Reproduce the material verbatim, beginning at the line that contains "Where can you find the tall" and continuing through the final line of the material.

[Source data]
::::

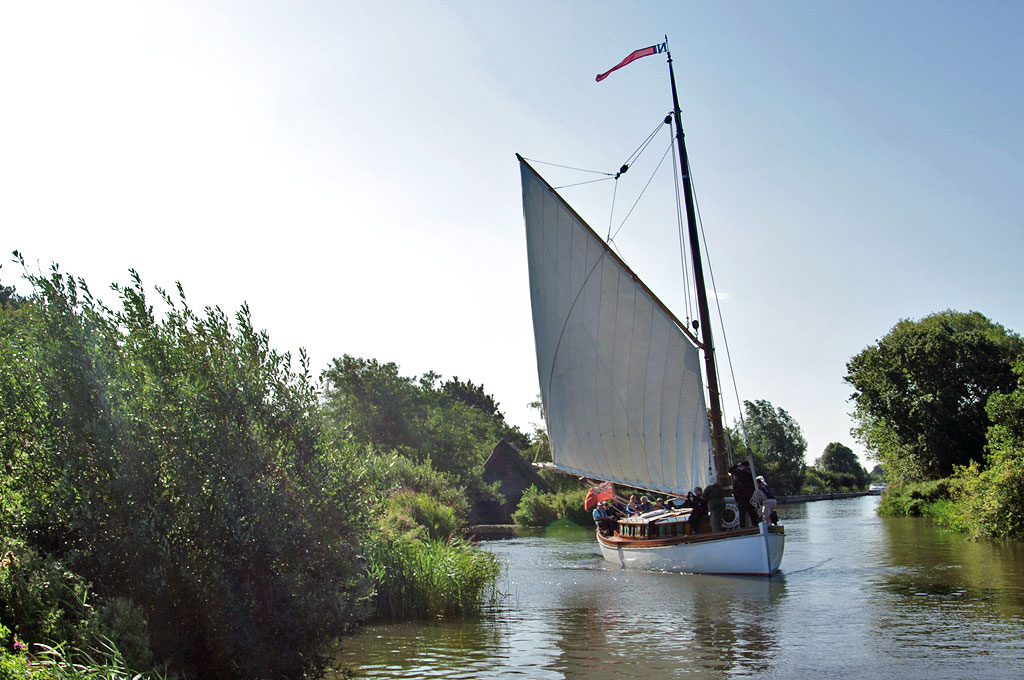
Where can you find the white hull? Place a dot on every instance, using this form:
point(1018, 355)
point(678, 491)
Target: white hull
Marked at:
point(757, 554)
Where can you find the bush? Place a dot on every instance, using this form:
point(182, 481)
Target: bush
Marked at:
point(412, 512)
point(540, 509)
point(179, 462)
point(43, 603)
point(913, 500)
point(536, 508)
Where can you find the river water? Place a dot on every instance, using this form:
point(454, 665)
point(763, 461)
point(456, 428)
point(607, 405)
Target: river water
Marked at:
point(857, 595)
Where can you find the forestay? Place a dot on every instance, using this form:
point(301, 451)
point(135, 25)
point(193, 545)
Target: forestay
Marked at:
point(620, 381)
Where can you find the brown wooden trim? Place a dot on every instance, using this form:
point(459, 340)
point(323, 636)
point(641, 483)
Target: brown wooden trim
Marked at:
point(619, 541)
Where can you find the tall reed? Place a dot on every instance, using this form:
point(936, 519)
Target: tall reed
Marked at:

::::

#### Answer to the exercise
Where can you find the tall reed? Place a dot on every instance, using this form:
point(936, 519)
Target: tall reed
Marked at:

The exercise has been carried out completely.